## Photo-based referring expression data

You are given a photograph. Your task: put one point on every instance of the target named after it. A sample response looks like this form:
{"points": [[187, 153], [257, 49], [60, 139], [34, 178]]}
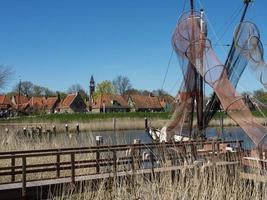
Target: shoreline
{"points": [[109, 125]]}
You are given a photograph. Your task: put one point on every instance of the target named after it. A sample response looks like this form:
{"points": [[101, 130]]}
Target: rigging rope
{"points": [[167, 70], [170, 58]]}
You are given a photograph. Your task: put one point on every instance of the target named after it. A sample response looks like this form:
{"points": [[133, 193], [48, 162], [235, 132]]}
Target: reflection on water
{"points": [[14, 141], [127, 137]]}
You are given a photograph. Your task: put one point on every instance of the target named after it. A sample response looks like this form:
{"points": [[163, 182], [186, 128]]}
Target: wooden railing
{"points": [[94, 159]]}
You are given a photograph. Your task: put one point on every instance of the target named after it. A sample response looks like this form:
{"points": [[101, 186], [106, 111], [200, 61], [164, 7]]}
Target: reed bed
{"points": [[215, 183], [221, 183]]}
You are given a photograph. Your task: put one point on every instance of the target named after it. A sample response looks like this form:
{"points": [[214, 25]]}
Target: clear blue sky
{"points": [[57, 43]]}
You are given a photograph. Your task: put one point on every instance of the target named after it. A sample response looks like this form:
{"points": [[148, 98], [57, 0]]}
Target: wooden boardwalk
{"points": [[91, 164]]}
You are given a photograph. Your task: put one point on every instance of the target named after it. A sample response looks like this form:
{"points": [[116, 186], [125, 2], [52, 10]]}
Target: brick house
{"points": [[72, 103], [51, 104], [6, 106], [167, 102], [43, 104], [110, 103], [20, 103], [141, 103]]}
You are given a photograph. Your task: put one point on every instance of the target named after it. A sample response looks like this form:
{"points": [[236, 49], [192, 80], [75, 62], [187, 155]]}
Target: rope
{"points": [[227, 26], [167, 70], [170, 58]]}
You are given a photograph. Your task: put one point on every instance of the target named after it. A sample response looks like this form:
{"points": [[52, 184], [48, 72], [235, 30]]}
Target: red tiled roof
{"points": [[5, 101], [65, 103], [147, 102], [21, 99], [51, 101], [110, 101], [37, 102], [166, 100]]}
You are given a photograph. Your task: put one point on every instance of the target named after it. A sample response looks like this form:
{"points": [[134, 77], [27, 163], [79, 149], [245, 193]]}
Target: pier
{"points": [[31, 174]]}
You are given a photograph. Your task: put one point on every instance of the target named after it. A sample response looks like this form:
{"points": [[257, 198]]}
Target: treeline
{"points": [[120, 85]]}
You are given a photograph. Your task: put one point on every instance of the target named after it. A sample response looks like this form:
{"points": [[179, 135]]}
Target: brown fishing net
{"points": [[194, 49]]}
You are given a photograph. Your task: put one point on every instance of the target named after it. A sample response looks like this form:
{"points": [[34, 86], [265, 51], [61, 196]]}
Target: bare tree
{"points": [[122, 84], [6, 74], [25, 87], [75, 88], [78, 88]]}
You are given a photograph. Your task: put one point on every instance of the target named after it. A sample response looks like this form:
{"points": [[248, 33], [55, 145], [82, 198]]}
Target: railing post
{"points": [[146, 125], [24, 163], [72, 157], [115, 163], [213, 151], [218, 149], [58, 164], [77, 128], [99, 142], [152, 164], [13, 165], [114, 124]]}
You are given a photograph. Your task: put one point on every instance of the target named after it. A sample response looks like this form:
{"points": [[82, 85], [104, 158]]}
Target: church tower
{"points": [[92, 90]]}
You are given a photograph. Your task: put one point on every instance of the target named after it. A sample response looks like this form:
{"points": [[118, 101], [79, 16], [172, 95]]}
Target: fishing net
{"points": [[182, 118], [248, 44], [191, 44]]}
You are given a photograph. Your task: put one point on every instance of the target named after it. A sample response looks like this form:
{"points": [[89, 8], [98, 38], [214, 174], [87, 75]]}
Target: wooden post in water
{"points": [[13, 165], [58, 164], [67, 128], [77, 128], [99, 142], [146, 125], [72, 158], [114, 124], [54, 129], [115, 163], [24, 163]]}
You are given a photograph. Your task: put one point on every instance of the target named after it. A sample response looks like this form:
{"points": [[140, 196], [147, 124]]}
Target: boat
{"points": [[200, 65]]}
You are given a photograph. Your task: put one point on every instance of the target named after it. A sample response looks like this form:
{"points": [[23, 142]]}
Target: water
{"points": [[127, 137]]}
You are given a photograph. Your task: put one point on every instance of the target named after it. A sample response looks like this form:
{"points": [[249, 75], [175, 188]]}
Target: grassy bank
{"points": [[84, 117], [104, 122], [219, 183]]}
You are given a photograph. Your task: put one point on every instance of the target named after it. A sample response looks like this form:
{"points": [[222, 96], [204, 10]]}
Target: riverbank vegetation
{"points": [[87, 117], [213, 183]]}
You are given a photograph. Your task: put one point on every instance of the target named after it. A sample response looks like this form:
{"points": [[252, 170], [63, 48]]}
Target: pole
{"points": [[19, 96], [214, 104]]}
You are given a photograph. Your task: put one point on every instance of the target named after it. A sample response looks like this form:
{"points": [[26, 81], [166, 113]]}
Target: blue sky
{"points": [[57, 43]]}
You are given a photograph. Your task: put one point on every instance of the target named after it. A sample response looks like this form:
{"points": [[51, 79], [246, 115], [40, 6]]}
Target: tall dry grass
{"points": [[219, 183], [213, 184]]}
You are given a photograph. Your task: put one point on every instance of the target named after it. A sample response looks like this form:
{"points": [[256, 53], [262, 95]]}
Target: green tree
{"points": [[122, 84], [261, 95], [78, 88], [6, 73]]}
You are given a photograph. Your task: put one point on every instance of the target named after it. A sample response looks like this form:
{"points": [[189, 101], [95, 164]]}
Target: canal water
{"points": [[127, 136]]}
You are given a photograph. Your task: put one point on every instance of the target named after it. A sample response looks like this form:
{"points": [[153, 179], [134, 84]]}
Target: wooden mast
{"points": [[214, 104], [191, 65], [198, 89]]}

## What you will do
The data is to be restated word for word, with any pictures set aside.

## Task response
You are given a photograph. Your task: put one point on every instance of the target named after it. A sample response looks like this form:
{"points": [[187, 153], [257, 49], [60, 139], [34, 178]]}
Target: shoreline
{"points": [[109, 125]]}
You are given a photograph. Your task: put one point on every instance of the target named after it. A sample response looks like this form:
{"points": [[101, 130]]}
Target: rigging rope
{"points": [[167, 70], [170, 58]]}
You are given a photograph. Your task: put one point on every instance of the target named after it. A sample response looks like this form:
{"points": [[133, 193], [48, 162], [235, 132]]}
Target: reflection on water
{"points": [[14, 141], [127, 137]]}
You are given a photograph. Your task: put one point on every instance of the target named after it. A sample response looks like this form:
{"points": [[163, 182], [186, 128]]}
Target: wooden railing
{"points": [[94, 159]]}
You are given a photograph. Your task: put one point on every instance of the target named after it. A sample response looks like this form:
{"points": [[101, 186], [106, 111], [200, 61], [164, 7]]}
Target: reed bed
{"points": [[215, 183], [221, 183]]}
You are given a photograph. Your task: put one point on every instance of the target named after it. A sample response looks like this form:
{"points": [[214, 25]]}
Target: clear blue sky
{"points": [[57, 43]]}
You are given a photograph. Your task: put one point on every instance of the target named after it. A sample response looks like this form:
{"points": [[148, 98], [57, 0]]}
Target: wooden boardwalk
{"points": [[91, 164]]}
You are given a photograph. Your task: put one point on every instance of the target named after it. A sample response looks like this form:
{"points": [[116, 186], [125, 2], [52, 10]]}
Target: brick house
{"points": [[72, 103], [51, 104], [6, 106], [167, 102], [43, 104], [110, 103], [20, 103], [141, 103]]}
You are given a photograph. Your task: put one point on every instance of the target named after it. A sample response looks like this form:
{"points": [[236, 49], [192, 80], [75, 62], [187, 155]]}
Target: rope
{"points": [[227, 26], [167, 70], [170, 58]]}
You are given a photograph. Your task: put one point on every instance of the target named after it. A sample response looks like this form:
{"points": [[52, 184], [48, 72], [235, 30]]}
Target: red tiled roof
{"points": [[5, 101], [65, 103], [147, 102], [21, 99], [51, 101], [110, 101], [37, 102], [166, 100]]}
You are given a photograph. Your task: put one point on every instance of the target named after it. A sample response looks like this form:
{"points": [[134, 77], [27, 163], [79, 149], [245, 193]]}
Target: pier
{"points": [[31, 174]]}
You are given a photograph. Your task: put one point on every instance of the target named after it. A sample response looks like this form:
{"points": [[257, 198]]}
Target: treeline
{"points": [[120, 85]]}
You are given a photograph. Your task: put one point on every instance of the target named after it. A sample response looks like this form:
{"points": [[179, 135]]}
Target: brown fishing net
{"points": [[194, 49]]}
You are given a photograph. Your task: put one point on every instance of the target named after it. A sample response looks like this form:
{"points": [[34, 86], [265, 51], [61, 196]]}
Target: bare tree
{"points": [[122, 84], [6, 74], [25, 87], [75, 88], [78, 88]]}
You are given a photograph. Your task: put one point on every instance of the target named after it. A sample response looks like this form:
{"points": [[248, 33], [55, 145], [82, 198]]}
Target: railing post
{"points": [[146, 125], [24, 163], [72, 157], [115, 163], [213, 151], [218, 149], [58, 164], [77, 128], [99, 142], [152, 164], [13, 165], [114, 124]]}
You are given a photograph. Your task: put one point on every instance of the target named after it. A sample response looks like this form:
{"points": [[82, 85], [104, 158]]}
Target: church tower
{"points": [[92, 90]]}
You are given a photograph. Your task: put one point on every instance of the target named after it. A sample response looks like this form:
{"points": [[118, 101], [79, 16], [172, 95]]}
Target: fishing net
{"points": [[182, 118], [248, 44], [191, 44]]}
You are given a photograph. Your task: put one point on every instance of the target named after it. A sample response looks like this form:
{"points": [[89, 8], [98, 38], [214, 174], [87, 75]]}
Target: wooden post in water
{"points": [[13, 165], [58, 164], [67, 128], [77, 128], [99, 142], [146, 125], [72, 158], [114, 124], [54, 129], [115, 163], [24, 163]]}
You are given a photograph. Your task: put one point on every instance of the target named after it. A sample response looks like this form:
{"points": [[140, 196], [147, 124]]}
Target: boat
{"points": [[200, 65]]}
You are given a photograph. Your task: put one point on every instance of the target named after it. A sample response looks like this form:
{"points": [[23, 142]]}
Target: water
{"points": [[127, 137]]}
You are given a photograph. Your task: put one point on every instance of the target named after it. A sample response looks like this form:
{"points": [[249, 75], [175, 188]]}
Target: grassy bank
{"points": [[84, 117], [104, 122], [219, 183]]}
You are given a photograph. Your task: put one point on every instance of the target named after it. A sample response looks like this form:
{"points": [[222, 96], [204, 10]]}
Target: riverbank vegetation
{"points": [[87, 117], [213, 183]]}
You are given a photograph. Your task: put one point on every instance of the target named after it. A sample response looks like this form:
{"points": [[252, 170], [63, 48]]}
Target: pole
{"points": [[19, 96], [214, 104]]}
You are given a photograph. Your task: put one point on every instance of the target named after it. A sample response looks like this form:
{"points": [[26, 81], [166, 113]]}
Target: blue sky
{"points": [[57, 43]]}
You are given a photograph. Your task: put one point on every instance of the target named after it. A sample response looks like this form:
{"points": [[51, 79], [246, 115], [40, 6]]}
Target: tall dry grass
{"points": [[219, 183], [213, 184]]}
You are given a photograph. Your task: put one point on every instance of the target named after it. A sample response looks like this form:
{"points": [[256, 53], [262, 95]]}
Target: green tree
{"points": [[122, 84], [261, 95], [78, 88], [6, 73]]}
You are given a photograph. Your task: put one point on every instance of the target named after it. A sample response looks like this form:
{"points": [[189, 101], [95, 164]]}
Target: canal water
{"points": [[127, 136]]}
You are given a photograph. Your task: put one point on every instance of the target named after it. A sample response looks like this form:
{"points": [[153, 179], [134, 84]]}
Target: wooden mast
{"points": [[214, 104], [191, 65], [198, 89]]}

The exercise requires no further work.